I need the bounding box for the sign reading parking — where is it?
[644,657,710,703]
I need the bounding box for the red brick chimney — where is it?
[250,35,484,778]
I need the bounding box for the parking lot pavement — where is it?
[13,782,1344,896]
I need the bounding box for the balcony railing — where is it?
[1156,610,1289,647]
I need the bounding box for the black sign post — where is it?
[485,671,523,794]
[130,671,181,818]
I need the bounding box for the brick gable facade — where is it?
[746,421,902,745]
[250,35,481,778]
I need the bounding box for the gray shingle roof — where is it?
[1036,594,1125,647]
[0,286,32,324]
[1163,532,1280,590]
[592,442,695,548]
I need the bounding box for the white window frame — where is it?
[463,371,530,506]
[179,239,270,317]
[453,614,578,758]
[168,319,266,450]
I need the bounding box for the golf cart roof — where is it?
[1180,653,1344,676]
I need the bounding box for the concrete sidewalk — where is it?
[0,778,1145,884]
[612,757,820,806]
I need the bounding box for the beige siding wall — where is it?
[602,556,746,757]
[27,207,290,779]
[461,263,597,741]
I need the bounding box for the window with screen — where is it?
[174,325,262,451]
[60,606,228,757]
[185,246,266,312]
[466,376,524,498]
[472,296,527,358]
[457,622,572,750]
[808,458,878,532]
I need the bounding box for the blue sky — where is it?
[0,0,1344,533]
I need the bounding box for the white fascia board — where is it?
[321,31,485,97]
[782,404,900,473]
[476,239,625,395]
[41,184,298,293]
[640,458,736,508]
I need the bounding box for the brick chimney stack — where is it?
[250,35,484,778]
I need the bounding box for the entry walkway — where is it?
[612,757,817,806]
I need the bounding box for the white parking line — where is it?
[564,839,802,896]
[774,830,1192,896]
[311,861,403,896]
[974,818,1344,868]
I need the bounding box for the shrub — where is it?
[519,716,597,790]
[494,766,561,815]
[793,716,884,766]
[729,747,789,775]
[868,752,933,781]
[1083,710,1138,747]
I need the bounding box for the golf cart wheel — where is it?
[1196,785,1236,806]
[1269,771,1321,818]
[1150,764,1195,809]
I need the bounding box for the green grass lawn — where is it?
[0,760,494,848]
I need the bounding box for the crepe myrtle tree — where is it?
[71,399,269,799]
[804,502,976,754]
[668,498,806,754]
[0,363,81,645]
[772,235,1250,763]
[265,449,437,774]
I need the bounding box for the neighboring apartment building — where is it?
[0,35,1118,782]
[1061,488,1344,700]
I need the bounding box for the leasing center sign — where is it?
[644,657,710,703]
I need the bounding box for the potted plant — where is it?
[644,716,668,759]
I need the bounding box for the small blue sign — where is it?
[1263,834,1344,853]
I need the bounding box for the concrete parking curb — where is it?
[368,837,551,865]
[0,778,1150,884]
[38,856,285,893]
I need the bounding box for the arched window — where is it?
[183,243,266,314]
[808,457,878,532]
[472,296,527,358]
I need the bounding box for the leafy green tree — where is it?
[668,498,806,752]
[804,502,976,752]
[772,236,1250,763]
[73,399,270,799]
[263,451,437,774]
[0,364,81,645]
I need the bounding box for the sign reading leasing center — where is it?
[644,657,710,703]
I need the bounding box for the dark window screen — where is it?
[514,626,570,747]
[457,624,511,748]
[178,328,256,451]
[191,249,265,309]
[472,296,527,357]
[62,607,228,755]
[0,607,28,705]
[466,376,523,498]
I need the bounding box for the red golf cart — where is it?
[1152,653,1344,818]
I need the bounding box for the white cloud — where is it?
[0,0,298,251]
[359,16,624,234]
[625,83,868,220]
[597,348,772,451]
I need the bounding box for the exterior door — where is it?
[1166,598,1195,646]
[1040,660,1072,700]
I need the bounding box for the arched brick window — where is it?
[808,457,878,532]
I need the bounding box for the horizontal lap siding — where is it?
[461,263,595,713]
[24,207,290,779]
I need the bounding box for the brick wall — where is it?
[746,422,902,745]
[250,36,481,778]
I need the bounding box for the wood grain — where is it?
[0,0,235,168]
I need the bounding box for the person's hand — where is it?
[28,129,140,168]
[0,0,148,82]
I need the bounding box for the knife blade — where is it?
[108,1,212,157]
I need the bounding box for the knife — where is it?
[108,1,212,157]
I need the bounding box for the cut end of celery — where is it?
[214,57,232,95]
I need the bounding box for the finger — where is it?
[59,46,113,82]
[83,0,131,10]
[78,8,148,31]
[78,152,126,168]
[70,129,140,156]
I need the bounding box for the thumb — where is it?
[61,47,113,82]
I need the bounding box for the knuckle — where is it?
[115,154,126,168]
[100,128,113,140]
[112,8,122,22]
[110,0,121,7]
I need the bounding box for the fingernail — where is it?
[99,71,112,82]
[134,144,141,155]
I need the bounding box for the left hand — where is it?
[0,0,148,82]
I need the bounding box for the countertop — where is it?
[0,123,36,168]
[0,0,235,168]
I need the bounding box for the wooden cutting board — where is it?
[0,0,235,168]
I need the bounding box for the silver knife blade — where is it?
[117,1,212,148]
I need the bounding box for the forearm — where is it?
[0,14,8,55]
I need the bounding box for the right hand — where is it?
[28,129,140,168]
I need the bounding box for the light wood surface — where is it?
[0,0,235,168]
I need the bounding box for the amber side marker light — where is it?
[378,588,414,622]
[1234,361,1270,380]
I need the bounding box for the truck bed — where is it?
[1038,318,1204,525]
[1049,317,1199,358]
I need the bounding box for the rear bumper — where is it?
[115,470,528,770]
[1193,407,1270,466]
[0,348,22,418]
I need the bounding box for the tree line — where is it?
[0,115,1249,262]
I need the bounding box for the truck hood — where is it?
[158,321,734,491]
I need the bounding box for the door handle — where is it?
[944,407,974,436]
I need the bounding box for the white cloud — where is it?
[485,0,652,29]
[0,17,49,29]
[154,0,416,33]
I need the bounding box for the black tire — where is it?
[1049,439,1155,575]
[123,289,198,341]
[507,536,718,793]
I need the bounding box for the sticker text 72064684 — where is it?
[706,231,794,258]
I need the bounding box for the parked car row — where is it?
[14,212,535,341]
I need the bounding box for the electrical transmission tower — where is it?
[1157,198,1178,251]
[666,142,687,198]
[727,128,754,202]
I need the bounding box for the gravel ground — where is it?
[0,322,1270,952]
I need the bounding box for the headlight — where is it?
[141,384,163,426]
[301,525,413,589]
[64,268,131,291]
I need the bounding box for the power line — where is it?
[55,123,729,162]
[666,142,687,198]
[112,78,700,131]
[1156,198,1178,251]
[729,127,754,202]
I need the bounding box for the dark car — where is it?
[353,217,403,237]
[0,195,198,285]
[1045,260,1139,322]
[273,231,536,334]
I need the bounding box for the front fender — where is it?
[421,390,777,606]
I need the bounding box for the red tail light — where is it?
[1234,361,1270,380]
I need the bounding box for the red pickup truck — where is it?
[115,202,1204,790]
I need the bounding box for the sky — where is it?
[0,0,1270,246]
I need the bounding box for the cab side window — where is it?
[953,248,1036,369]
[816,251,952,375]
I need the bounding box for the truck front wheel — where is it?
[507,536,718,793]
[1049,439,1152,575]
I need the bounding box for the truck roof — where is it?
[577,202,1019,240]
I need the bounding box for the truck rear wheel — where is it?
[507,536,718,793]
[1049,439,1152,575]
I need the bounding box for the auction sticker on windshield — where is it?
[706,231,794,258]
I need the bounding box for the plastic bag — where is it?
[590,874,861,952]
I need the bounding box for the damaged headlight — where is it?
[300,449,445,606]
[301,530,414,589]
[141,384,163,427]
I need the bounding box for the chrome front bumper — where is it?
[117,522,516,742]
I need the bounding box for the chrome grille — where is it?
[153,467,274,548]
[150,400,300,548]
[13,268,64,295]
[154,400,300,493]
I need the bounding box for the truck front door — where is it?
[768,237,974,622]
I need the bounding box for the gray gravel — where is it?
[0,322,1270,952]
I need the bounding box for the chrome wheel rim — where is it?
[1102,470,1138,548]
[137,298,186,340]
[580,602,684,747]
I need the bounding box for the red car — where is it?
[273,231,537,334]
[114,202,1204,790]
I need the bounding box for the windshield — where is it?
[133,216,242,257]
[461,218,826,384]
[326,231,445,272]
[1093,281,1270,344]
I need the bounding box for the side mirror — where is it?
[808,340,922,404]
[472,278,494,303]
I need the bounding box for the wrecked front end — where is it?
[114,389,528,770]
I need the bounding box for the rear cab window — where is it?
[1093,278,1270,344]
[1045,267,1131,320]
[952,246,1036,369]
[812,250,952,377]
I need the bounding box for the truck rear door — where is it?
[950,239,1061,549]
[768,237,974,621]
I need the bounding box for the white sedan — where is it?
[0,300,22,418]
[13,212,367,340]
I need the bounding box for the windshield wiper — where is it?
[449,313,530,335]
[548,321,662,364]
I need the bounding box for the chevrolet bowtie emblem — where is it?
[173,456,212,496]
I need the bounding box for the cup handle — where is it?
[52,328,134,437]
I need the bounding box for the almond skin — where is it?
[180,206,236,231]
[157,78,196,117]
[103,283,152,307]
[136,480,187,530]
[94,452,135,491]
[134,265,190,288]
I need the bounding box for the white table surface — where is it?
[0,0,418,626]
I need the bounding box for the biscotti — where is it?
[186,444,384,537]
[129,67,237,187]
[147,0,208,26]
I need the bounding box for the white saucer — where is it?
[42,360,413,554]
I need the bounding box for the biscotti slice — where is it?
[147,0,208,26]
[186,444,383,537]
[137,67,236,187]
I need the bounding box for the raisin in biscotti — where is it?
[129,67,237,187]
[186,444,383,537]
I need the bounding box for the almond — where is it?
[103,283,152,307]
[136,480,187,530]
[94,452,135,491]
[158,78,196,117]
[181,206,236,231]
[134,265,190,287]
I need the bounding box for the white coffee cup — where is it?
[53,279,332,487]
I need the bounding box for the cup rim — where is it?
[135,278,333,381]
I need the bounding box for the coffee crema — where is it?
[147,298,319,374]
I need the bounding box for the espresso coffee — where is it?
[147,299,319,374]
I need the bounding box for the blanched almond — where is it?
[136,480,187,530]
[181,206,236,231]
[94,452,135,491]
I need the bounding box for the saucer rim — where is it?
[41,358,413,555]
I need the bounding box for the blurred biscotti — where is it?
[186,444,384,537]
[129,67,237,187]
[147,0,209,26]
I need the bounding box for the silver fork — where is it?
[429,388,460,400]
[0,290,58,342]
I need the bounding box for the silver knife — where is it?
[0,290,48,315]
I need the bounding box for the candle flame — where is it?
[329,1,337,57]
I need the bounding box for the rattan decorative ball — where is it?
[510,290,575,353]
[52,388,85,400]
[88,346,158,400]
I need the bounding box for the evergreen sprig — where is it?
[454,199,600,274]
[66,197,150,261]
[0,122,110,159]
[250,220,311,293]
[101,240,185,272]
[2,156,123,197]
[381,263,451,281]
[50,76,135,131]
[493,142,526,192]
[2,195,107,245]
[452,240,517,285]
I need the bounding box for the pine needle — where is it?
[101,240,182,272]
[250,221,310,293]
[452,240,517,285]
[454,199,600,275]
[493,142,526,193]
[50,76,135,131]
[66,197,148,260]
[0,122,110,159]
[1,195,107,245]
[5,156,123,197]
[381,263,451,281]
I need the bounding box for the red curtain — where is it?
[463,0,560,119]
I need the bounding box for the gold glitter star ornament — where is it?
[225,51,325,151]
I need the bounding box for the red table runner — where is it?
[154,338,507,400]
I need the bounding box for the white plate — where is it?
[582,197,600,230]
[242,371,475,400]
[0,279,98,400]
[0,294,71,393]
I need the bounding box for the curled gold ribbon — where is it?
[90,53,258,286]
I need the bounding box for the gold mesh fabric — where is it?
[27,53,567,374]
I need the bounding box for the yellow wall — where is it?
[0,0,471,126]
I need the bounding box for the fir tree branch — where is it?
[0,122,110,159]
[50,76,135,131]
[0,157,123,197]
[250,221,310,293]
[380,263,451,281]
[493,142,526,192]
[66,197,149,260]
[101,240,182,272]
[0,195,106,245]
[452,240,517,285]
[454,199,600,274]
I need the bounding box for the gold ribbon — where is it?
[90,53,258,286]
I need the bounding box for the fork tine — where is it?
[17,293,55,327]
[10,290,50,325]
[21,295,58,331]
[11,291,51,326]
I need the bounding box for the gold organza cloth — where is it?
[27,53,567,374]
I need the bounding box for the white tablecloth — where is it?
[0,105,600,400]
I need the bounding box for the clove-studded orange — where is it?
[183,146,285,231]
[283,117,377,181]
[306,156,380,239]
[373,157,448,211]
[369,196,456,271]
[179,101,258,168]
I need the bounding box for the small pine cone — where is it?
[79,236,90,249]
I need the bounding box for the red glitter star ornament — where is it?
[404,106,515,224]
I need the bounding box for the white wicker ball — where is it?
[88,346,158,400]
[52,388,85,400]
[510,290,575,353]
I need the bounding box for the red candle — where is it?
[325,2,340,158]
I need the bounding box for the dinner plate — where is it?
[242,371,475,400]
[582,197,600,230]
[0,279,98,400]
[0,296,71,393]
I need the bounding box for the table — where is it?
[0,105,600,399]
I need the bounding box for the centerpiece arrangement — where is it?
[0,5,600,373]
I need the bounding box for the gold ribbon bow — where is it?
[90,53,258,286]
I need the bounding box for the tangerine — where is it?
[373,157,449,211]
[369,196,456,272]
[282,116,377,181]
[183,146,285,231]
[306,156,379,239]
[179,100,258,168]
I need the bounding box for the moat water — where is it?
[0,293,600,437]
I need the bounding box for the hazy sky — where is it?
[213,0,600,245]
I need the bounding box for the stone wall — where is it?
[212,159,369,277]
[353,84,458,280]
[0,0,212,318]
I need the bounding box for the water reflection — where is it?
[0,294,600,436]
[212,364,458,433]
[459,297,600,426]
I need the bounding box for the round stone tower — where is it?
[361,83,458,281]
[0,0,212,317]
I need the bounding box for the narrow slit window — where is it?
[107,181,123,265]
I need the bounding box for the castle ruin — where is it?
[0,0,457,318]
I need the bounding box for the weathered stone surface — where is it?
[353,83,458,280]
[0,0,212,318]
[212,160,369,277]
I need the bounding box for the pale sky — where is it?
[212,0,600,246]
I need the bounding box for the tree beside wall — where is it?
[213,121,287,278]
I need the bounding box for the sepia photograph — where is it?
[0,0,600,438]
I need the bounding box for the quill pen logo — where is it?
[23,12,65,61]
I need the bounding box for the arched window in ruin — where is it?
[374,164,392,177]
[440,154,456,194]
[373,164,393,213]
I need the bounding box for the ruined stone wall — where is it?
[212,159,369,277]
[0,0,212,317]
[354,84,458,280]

- Exercise instructions -
Can you rewrite the records from the line with "I need the bounding box for the white plate" through the line with "[404,106,515,224]", putting "golden" wherever "gold" appears and keeping everything else unchanged?

- Task solution -
I need the bounding box for the white plate — where is it?
[582,197,600,230]
[242,371,475,400]
[0,279,98,400]
[0,294,71,393]
I need the bounding box for the curled golden ribbon — where is it?
[90,53,258,286]
I need the bounding box for the golden mesh fabric — where is it?
[27,53,567,374]
I need the bounding box for the yellow wall — where is it?
[0,0,471,126]
I need the bounding box for the fir tree branch — where is it?
[0,122,110,159]
[50,76,135,131]
[0,157,123,197]
[250,221,310,293]
[380,263,451,281]
[493,142,526,192]
[66,197,149,260]
[101,240,182,272]
[0,195,106,245]
[452,240,517,285]
[454,199,600,274]
I need the bounding box for the golden ribbon — where is it?
[90,53,258,286]
I need the bounding box for the fork tine — where is it?
[17,293,55,327]
[10,290,50,325]
[21,295,58,331]
[11,291,51,326]
I need the bounding box for the golden organza cloth — where is it?
[27,53,567,374]
I need the bounding box for the white tablecloth — where is it?
[0,105,600,400]
I need the bounding box for the clove-studded orange — where is it?
[183,146,285,231]
[283,117,377,181]
[306,156,380,239]
[373,157,448,211]
[369,196,456,271]
[179,101,258,168]
I need the bounding box for the small pine cone — where is it?
[79,236,90,249]
I need the bounding box for the red glitter star ornament — where is it?
[404,106,515,224]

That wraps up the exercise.